Record list:
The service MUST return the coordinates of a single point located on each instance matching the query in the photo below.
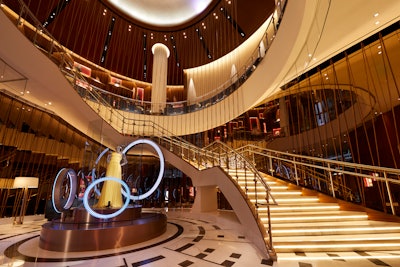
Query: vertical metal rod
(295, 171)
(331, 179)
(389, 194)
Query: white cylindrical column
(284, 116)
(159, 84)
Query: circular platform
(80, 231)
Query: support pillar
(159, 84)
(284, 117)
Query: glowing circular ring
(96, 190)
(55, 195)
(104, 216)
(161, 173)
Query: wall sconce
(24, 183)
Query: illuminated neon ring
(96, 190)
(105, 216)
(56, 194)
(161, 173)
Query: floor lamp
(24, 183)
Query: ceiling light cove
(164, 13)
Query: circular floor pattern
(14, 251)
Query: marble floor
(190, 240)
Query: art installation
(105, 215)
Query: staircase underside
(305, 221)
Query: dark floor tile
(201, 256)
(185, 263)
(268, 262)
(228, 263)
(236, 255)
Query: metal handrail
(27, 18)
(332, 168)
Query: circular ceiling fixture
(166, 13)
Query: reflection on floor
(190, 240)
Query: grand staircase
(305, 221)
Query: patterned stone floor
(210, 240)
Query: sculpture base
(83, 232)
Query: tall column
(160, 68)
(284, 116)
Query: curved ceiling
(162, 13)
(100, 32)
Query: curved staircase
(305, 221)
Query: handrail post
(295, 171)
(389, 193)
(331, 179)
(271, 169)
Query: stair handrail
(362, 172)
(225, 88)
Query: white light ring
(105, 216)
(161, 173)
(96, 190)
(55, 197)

---

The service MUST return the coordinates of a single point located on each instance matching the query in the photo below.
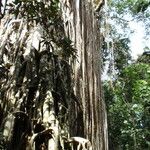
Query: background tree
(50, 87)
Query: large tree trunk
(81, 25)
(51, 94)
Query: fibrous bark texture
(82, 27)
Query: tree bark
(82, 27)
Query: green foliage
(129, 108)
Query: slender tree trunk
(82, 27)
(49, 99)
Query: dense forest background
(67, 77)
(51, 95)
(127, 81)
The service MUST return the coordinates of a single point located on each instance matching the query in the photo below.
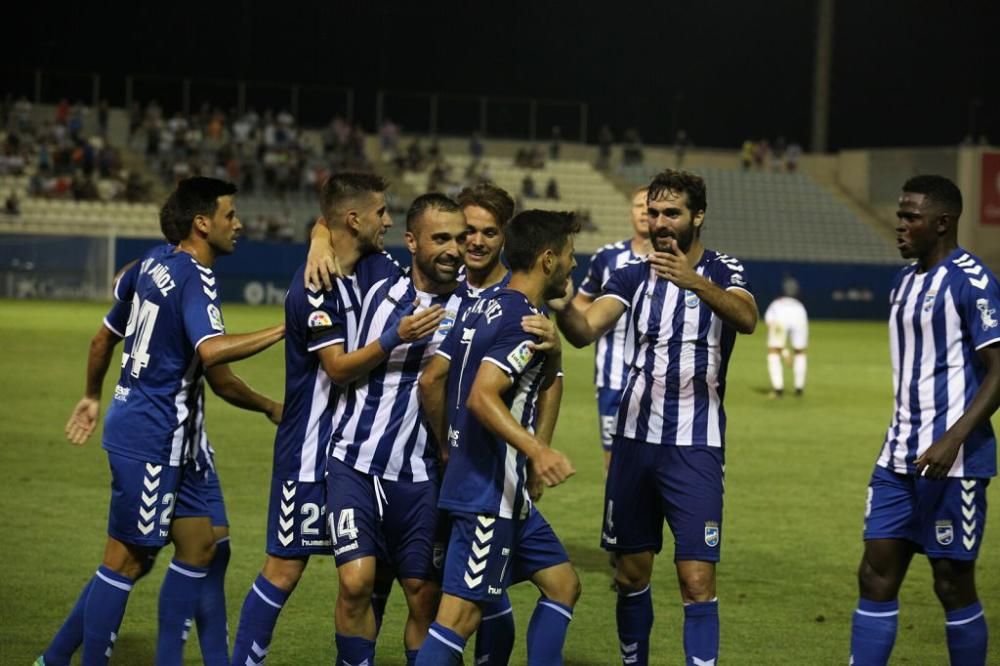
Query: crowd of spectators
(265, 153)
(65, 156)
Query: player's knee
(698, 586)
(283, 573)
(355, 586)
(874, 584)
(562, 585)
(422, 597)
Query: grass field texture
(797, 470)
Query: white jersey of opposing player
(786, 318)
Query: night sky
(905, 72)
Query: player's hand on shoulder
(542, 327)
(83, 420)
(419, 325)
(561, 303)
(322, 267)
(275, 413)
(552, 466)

Exercise aim:
Count the lines above that contain the string "floor", matching case exactly, and reply with only the number.

Output:
6